## Page extract
-------
Validity of Agreements

At Maslan, Maslan & Rothwell, P.A., we are not afraid to take on difficult cases and potentially create new law. A client contacted our office from another state that was facing potential child support arrears in excess of $70,000 and unpaid alimony in excess of $40,000. His ex wife claimed he was in contempt of a marital settlement and divorce decree that required him to pay child support and permanent alimony. He presented counsel with a signed agreement whereby his ex wife agreed to waive her permanent alimony award and future child support payments in exchange for him not exercising his visitation rights.

At trial, the ex wife admitted that there was an agreement but the court was concerned about Maryland Family Law Article 12-104(b) Modification of Child Support and the case of Harvey v. Marshall, 389 Md. 243, 884 A.2d. 1171 (2005) which provided that “the court may not retroactively modify a child support award prior to the date of filing of the motion for modification.” This statute and case stand for the proposition that 12-104 provides for a prohibition against retroactivity modifying or eliminating arrearages for child support.
-------
## Stored data
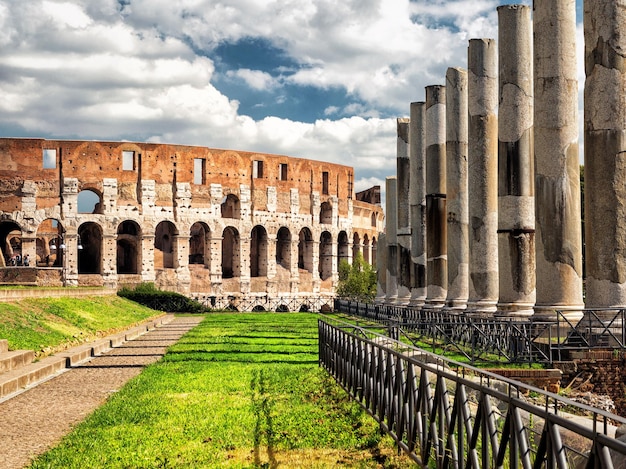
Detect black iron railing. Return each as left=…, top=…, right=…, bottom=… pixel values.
-------
## Given request
Continue the law firm's write-up on the validity of the alimony and child support waiver agreement above, starting right after its last sentence.

## Final result
In Maryland it is also well settled law that child support is absolute and cannot be waived by parents by an agreement. It is an alienable right enjoyed by the child for which not form of contract between the parents, nor change of domestic circumstances of either of them may effect.. Weaver v. Garrett, 13 Md.App. 283, 287, 282 A.2d., 509, 411 (1971).

The client had the signed agreement but was unrepresented by counsel and never filed a motion to modify the child support or alimony in the case. The Office of Child Support Enforcement started to collect child support, some years after the agreement was signed and had set a nominal amount of arrears. The client paid what was requested and the case was marked as closed when the minor child reached the age of majority at 18.

The ex wife presented no evidence at trial on what happened with the office of child support enforcement and the issue of arrears. She offered no testimony to contradict or challenge what the father had paid. The Court found that it was not terribly difficult to find a binding agreement between Mother and Father regarding alimony. The Court stated that the Court was not persuaded of any fraud or duress on Father’s part in getting mother to sign the agreement. The contract was supported by consideration, ie you stay away from child and I waive alimony. Mother did nothing after the agreement was signed.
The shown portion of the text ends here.